Task statement:
From the abstract on methane-producing microbes, list every number that comes with a unit, in the order they appear.

Reading text:
------------------------------
Abstract

The isotopic composition of lipid biomarkers and biomass in sedimentary environments are widely used to infer microbial metabolisms and constrain carbon cycling processes. It has been observed that metabolic energy availability in the form of H2 impacts the stable carbon isotopes of CH4 during hydrogenotrophic methanogenesis, but it is unknown whether this relationship extends to lipids and amino acids. Since lipids and amino acids are long-lived, they can be used to reconstruct past conditions over geologic timescales. Therefore, the controls on their isotopic signatures are important to constrain to better interpret past environments.

In this study, the isotopic distributions of carbon metabolized and reduced by the hyperthermophile Methanocaldococcus jannaschii were quantified following growth at 82 °C in a chemostat with high (80–83 µM) and low (15–27 µM) H2 concentrations. As has been shown previously, the stable carbon isotope fractionation factors for CH4 were >15‰ larger in low H2 experiments than in high H2 experiments. Lipid biomarkers and amino acids were similarly impacted with approximately 10‰ larger fractionation factors under low H2 conditions. The increase in fractionation factors can be related to the lower availability of thermodynamic energy, suggesting that even larger fractionation factors would be observed in methanogens living close to their threshold energy needs, as they do in most environments. The resulting isotopic signatures of long-lived lipid biomarkers synthesized by hydrogenotrophic methanogens may become as ‘superlight’ as those synthesized by archaea carrying out the anaerobic oxidation of methane. These results help to describe the underlying mechanisms that determine the isotopic composition of long-lived biomarkers and provide constraints for interpreting these signatures in the environment.
------------------------------
(Collection entries)
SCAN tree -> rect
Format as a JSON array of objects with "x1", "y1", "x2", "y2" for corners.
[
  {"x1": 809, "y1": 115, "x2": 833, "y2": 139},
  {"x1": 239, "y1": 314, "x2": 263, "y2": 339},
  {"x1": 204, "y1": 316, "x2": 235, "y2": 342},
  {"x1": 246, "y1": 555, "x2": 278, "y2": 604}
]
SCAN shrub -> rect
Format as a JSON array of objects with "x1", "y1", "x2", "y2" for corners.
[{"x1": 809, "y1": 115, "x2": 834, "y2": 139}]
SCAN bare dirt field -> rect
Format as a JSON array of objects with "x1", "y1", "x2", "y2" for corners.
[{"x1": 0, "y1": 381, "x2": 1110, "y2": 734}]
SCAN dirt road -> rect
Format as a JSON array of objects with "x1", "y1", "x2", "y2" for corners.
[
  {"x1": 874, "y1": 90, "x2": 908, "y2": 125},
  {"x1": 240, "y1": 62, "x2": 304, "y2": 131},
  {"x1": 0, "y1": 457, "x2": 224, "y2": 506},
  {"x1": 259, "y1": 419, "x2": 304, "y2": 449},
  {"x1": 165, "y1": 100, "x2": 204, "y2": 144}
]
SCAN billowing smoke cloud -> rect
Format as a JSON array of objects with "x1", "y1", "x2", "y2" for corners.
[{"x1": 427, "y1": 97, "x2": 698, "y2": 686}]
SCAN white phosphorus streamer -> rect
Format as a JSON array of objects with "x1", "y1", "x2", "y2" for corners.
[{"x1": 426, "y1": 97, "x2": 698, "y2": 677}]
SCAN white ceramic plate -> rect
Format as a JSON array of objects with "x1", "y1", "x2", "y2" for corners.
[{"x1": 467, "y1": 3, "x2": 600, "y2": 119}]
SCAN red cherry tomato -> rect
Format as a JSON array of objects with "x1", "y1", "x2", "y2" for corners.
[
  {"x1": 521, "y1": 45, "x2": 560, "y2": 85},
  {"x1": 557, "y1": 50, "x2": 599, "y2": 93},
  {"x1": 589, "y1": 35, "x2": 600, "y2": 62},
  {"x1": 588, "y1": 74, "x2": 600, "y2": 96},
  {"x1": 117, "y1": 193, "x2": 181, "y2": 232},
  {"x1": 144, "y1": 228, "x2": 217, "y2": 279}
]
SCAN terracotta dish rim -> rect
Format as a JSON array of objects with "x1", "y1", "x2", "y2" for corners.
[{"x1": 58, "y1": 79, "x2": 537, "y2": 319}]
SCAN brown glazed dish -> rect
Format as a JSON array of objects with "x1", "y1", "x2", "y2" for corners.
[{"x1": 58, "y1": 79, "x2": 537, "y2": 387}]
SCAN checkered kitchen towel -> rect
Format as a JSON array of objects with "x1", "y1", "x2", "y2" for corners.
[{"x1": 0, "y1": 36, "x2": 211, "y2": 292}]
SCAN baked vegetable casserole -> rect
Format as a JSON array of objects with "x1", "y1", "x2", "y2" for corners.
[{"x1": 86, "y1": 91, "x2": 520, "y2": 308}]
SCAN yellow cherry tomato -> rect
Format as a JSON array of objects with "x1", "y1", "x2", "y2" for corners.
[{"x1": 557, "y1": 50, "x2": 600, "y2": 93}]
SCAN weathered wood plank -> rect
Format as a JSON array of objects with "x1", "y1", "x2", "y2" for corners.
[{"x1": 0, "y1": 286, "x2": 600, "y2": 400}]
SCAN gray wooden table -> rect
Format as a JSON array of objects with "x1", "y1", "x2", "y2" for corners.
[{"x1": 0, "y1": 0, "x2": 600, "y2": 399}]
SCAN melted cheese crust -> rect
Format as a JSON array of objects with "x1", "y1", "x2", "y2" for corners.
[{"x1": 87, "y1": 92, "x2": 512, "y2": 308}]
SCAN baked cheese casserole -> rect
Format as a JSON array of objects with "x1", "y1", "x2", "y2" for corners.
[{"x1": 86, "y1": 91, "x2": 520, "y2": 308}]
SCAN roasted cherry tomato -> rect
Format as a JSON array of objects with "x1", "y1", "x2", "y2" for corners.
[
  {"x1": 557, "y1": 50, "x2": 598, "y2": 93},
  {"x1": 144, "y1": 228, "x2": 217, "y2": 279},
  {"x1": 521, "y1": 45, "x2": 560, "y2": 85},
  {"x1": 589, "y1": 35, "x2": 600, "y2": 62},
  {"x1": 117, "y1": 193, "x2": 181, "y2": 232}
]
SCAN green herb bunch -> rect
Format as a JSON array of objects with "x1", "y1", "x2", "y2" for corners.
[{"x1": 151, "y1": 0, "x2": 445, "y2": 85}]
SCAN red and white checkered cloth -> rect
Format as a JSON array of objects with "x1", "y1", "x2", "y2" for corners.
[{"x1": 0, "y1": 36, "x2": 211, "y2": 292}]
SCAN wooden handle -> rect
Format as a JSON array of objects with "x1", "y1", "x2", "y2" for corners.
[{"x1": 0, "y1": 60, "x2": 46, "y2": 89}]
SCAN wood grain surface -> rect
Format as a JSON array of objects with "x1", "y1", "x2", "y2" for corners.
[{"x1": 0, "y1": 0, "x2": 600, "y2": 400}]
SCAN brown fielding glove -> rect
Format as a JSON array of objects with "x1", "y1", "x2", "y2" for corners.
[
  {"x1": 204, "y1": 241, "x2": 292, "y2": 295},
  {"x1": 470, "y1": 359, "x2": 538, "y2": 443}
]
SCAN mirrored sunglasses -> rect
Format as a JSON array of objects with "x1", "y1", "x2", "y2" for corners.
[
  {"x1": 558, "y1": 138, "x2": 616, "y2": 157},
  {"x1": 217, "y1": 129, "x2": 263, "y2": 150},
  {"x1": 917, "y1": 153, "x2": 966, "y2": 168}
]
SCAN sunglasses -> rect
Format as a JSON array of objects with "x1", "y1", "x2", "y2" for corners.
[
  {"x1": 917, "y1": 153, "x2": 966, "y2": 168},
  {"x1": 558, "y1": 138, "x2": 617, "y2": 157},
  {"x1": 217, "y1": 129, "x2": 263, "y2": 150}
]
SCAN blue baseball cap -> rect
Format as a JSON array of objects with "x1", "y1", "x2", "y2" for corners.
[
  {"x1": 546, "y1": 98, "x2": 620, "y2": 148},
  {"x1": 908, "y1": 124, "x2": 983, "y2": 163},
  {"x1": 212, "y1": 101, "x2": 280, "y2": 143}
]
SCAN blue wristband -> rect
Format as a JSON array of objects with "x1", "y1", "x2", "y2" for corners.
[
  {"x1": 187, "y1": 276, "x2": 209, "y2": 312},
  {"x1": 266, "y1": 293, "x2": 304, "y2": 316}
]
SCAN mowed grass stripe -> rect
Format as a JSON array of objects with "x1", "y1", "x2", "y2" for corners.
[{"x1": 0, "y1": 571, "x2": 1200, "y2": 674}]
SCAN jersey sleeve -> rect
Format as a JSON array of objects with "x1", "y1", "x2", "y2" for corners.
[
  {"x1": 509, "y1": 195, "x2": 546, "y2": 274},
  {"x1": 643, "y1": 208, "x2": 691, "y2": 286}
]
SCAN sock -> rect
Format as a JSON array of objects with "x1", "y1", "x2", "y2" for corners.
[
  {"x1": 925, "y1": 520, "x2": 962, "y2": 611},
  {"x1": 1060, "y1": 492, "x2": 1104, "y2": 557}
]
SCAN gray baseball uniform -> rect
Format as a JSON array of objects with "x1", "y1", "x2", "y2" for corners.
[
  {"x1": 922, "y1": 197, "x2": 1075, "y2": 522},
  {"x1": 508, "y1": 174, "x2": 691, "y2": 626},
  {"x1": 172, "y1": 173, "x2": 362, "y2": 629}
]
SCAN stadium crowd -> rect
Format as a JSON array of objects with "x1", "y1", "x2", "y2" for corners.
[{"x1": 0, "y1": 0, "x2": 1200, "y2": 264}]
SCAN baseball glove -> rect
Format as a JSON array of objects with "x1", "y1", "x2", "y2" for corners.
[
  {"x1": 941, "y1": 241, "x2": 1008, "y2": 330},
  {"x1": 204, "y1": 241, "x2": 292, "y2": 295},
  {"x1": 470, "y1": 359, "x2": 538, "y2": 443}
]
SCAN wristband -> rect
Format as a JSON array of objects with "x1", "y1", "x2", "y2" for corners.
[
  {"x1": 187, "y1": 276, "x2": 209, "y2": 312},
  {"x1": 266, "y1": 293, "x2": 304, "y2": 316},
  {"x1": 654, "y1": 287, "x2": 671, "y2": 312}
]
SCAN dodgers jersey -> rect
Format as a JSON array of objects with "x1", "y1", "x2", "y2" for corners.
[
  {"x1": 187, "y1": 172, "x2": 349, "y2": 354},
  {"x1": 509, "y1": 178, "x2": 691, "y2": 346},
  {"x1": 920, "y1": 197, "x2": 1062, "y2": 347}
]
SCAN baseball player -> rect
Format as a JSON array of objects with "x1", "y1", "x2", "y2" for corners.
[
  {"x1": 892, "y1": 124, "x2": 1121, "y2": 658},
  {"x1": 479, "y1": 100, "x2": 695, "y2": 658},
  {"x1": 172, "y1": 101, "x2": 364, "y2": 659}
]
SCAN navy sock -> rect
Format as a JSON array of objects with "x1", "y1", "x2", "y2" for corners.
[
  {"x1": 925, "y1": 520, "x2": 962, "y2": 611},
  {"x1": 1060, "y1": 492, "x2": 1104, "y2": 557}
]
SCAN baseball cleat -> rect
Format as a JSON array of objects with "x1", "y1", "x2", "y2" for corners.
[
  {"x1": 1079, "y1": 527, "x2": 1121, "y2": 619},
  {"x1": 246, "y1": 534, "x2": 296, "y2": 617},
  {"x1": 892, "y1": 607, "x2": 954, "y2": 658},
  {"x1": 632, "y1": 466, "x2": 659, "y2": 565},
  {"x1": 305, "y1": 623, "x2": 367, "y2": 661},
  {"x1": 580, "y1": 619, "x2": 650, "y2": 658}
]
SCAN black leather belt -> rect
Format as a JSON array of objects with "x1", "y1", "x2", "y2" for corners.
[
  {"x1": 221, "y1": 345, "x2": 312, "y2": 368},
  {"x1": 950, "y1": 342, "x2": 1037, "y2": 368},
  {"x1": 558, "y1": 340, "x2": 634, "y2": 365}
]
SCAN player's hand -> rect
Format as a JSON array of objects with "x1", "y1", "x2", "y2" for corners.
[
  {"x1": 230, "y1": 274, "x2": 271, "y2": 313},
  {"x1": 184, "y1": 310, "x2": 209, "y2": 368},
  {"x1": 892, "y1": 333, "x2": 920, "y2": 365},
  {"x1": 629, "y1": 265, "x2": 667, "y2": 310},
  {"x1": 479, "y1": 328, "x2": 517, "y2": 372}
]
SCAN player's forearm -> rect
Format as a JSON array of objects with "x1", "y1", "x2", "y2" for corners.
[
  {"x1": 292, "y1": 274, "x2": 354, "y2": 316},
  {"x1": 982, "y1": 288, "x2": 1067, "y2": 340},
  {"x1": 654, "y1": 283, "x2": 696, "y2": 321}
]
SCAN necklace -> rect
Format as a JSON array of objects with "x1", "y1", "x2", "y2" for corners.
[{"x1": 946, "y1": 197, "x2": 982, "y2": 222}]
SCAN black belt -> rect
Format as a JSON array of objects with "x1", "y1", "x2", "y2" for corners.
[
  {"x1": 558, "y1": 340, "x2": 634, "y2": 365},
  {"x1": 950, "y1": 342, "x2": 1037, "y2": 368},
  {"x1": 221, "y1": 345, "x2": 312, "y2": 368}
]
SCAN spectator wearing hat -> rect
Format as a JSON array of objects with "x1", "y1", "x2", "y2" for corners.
------------------------------
Output below:
82 °C
80–83 µM
15–27 µM
15‰
10‰